[Short task]
Copy each line of text in the items below word for word, including the points. Leave the pictures out of your answer.

[Items taken from a collection]

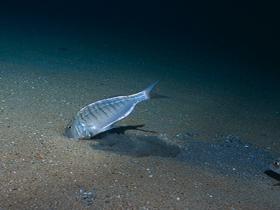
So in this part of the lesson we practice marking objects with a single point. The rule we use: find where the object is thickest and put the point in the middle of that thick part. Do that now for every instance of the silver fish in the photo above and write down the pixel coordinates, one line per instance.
(275, 166)
(102, 115)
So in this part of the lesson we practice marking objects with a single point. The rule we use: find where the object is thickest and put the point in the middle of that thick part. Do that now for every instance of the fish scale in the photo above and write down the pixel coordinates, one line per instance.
(101, 116)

[The completed task]
So in this part of the lesson we practice marking objects with a single point. The rule we use: find where the object is thickest and put the point in the middle of that thick part. Do that now for every instance of the silver fish in the photo above and write down the pixel coordinates, one line per instance.
(275, 166)
(102, 115)
So in this part of the lesson we practice marking objects with a single point. The rule we use: find where the object is thickest and put the point in the middle of that thick part. Do that now for every instance of the fish scale in the photo above and write down the pixel coordinates, one line per instance.
(101, 116)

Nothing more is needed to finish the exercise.